Natural language region descriptions:
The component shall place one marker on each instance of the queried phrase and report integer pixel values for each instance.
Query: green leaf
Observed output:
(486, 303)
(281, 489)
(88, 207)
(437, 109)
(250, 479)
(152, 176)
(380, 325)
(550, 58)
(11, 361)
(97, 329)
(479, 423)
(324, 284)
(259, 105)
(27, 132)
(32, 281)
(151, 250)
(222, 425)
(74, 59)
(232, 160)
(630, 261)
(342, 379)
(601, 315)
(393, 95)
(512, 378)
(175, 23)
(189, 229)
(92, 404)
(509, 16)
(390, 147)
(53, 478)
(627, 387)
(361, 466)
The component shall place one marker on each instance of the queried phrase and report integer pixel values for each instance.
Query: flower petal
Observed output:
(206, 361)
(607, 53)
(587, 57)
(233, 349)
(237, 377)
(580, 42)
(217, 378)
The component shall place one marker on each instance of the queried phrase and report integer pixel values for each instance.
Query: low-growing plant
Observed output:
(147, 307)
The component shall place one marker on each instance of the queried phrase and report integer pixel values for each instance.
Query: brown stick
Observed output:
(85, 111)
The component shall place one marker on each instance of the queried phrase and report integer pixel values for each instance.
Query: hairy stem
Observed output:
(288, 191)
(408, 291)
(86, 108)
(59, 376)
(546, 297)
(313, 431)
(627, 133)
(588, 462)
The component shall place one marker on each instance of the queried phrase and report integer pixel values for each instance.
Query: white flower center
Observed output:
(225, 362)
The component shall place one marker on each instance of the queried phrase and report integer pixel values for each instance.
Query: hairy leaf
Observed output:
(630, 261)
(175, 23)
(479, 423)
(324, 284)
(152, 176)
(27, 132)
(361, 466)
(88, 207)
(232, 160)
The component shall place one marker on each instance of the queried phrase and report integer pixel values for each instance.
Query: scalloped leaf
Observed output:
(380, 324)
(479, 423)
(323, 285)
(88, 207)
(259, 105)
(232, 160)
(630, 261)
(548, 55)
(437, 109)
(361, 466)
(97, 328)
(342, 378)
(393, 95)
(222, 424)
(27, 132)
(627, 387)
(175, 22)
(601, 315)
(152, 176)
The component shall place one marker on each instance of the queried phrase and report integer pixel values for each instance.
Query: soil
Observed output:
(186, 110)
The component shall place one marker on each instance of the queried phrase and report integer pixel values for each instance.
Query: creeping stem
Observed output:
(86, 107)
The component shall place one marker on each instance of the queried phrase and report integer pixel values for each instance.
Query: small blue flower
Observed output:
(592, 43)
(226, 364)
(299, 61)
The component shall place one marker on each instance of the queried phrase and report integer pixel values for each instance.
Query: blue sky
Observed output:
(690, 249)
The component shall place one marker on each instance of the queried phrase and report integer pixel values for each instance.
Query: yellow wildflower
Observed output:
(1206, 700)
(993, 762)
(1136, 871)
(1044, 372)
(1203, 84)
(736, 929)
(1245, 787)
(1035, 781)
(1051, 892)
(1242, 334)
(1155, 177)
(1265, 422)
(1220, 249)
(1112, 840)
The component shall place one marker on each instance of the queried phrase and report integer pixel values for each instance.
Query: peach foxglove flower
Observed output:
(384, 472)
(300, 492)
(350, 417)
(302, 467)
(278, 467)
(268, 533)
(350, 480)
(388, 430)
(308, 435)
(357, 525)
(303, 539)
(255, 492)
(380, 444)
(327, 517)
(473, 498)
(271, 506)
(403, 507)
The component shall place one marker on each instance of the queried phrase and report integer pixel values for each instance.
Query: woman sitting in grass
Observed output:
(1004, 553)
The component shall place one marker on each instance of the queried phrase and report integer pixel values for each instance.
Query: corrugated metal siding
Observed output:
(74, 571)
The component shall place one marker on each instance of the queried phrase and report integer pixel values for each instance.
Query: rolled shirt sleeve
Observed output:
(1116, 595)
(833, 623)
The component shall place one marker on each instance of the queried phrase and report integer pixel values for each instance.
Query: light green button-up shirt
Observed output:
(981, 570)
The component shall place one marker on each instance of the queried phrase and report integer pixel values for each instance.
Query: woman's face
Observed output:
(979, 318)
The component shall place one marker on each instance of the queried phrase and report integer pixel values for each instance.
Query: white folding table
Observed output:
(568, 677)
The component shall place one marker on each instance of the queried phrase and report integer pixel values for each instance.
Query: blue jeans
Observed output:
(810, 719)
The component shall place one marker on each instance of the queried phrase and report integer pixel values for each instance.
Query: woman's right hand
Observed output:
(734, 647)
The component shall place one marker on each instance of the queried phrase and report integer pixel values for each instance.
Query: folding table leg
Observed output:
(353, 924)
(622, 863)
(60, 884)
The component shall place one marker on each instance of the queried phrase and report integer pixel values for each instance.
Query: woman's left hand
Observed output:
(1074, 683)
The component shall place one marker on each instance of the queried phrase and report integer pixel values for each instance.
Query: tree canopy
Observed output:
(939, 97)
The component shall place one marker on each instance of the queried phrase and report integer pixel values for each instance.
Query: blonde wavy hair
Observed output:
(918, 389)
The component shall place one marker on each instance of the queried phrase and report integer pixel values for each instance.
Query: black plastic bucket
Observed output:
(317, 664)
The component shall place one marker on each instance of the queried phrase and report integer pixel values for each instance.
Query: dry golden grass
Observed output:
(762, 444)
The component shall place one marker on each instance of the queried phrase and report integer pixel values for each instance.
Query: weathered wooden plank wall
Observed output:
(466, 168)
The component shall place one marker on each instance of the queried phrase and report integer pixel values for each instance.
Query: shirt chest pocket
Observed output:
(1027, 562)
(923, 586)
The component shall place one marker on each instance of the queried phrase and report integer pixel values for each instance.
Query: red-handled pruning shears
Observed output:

What is expected:
Retype the records above in full, with no differences.

Reply:
The component shall place one marker on each instance of the queried phrase and report integer pixel values for each instance.
Query: green leaf
Observed output:
(486, 303)
(281, 489)
(88, 207)
(437, 109)
(250, 479)
(152, 176)
(380, 325)
(550, 58)
(11, 361)
(97, 329)
(479, 423)
(324, 284)
(259, 105)
(27, 132)
(32, 281)
(151, 250)
(222, 425)
(74, 59)
(232, 160)
(630, 261)
(342, 379)
(601, 315)
(393, 95)
(512, 378)
(175, 23)
(189, 229)
(92, 404)
(509, 16)
(390, 147)
(53, 478)
(627, 387)
(361, 466)
The component shall place one marker on each instance of the queried phrase and report integer pixel values for each instance.
Query: flower petal
Observed output:
(206, 361)
(607, 53)
(587, 57)
(233, 349)
(237, 377)
(580, 42)
(217, 378)
The component shall place one marker on each instance of the queried phrase and report integer pixel values for each instance.
Query: low-growing plant
Observed output:
(147, 307)
The component shall place one marker on each instance of the queried phrase and report integer pixel values for each instance.
Query: brown stick
Observed output:
(85, 111)
The component shall place one marker on each instance of the queried phrase and report integer pixel values for each instance.
Query: hairy stem
Observed output:
(288, 191)
(408, 291)
(86, 108)
(59, 376)
(546, 297)
(313, 431)
(627, 133)
(588, 462)
The component shall place one marker on each instance of the queried phrase and report integer pixel values for each instance.
Query: white flower center
Observed output:
(225, 362)
The component shall place one marker on each instance of the queried phrase and report integer pixel values for each instance.
Query: hairy leaf
Observed output:
(630, 261)
(175, 23)
(479, 423)
(324, 284)
(152, 176)
(27, 132)
(361, 466)
(88, 207)
(232, 160)
The component shall place one marker on each instance of the queried phrase and report integer pixel values for each instance.
Query: scalloped leaf
Observed output:
(380, 324)
(479, 423)
(323, 285)
(88, 207)
(259, 105)
(232, 160)
(630, 261)
(548, 55)
(437, 109)
(361, 466)
(97, 328)
(342, 378)
(393, 95)
(222, 424)
(27, 132)
(627, 387)
(175, 22)
(601, 315)
(152, 176)
The component shall place one marker on each instance of the queried phrase and report integer pixel values for each instance.
Query: soil
Observed output:
(186, 110)
The component shall place one marker on each instance of the queried phrase and report integer pixel values for each instance.
Query: creeping stem
Observed output:
(86, 107)
The component shall place one marker on each instance of the queried phrase and report integer pixel values for each instance.
Query: small blue flower
Observed output:
(592, 43)
(226, 364)
(299, 61)
The component shall place one marker on each instance of the queried phrase and report integer pixel values for each instance.
Query: blue sky
Observed output:
(690, 249)
The component shall place one marker on each instance of the queried phrase and report integer pixel values for each instance.
Query: yellow wildflower
Observed output:
(1206, 700)
(993, 762)
(1136, 871)
(1044, 372)
(1203, 84)
(736, 929)
(1245, 787)
(1035, 781)
(1051, 892)
(1242, 334)
(1155, 177)
(1265, 422)
(1220, 249)
(1112, 840)
The component shall place one marker on each instance of the queried phrase and report integer pixel values for each instance.
Query: peach foxglove flower
Observed output:
(384, 472)
(300, 492)
(350, 417)
(302, 467)
(278, 467)
(268, 533)
(350, 480)
(388, 430)
(308, 435)
(357, 525)
(303, 539)
(255, 492)
(380, 444)
(327, 517)
(473, 498)
(271, 506)
(403, 507)
The component shall place one marker on each instance of the queried phrase and report integer pixel values for each instance.
Query: woman sitting in grass
Observed output:
(1004, 553)
The component shall place one marker on each instance of the queried phrase and report integer pixel values for each instance.
Query: corrugated metal siding
Observed output:
(74, 571)
The component shall place one marker on each instance of the queried phrase and report integer pixel values for each instance.
Query: rolled shirt sleeve
Observed output:
(1116, 595)
(833, 623)
The component shall place one marker on each instance of the queried phrase and report integer pixel values for each instance.
Query: light green button-up shirt
Observed output:
(981, 570)
The component shall place one marker on each instance of the queried phrase and report integer pixel values for each instance.
Query: woman's face
Observed output:
(979, 318)
The component shall place one marker on each instance of the queried phrase and report integer pixel values for each instance.
Query: white folding table
Observed output:
(568, 677)
The component shall place one marker on each instance of the queried phrase and report integer pixel values for each instance.
Query: blue jeans
Observed output:
(810, 719)
The component shall place one marker on each instance of the queried phrase and report integer pixel values for each instance.
Query: woman's right hand
Observed output:
(734, 647)
The component shall place one marker on each instance of the queried phrase and report integer pixel values for each instance.
Query: folding table leg
Observed output:
(353, 924)
(622, 863)
(60, 884)
The component shall place one marker on each instance of the queried phrase and report integer pixel values for each instance.
Query: woman's left hand
Observed output:
(1074, 683)
The component shall place one marker on each instance of the queried phrase and report integer pixel values for each instance.
Query: tree canopy
Observed output:
(939, 97)
The component shall place one marker on each instance of the queried phrase and report integer pixel values for each instance.
Query: blonde wavy hair
Observed output:
(918, 389)
The component shall place one marker on each instance of the queried phrase and report integer pixel values for each instance.
Query: black plastic bucket
Observed output:
(317, 664)
The component shall place one marker on each instance of the queried phrase and report integer pixel values for each instance.
Query: dry golden grass
Observed output:
(762, 444)
The component shall place one marker on each instance of the queried phrase and report integer pixel values for each instance.
Query: weathered wooden plank wall
Observed output:
(466, 168)
The component shall place one marker on each instance of the queried phrase and report integer pixel values for each instance.
Query: shirt chest pocket
Observed output:
(1027, 562)
(923, 586)
The component shall place one marker on each instance of the queried phrase and report integer pixel values for each instance.
Query: red-handled pruning shears
Observed output:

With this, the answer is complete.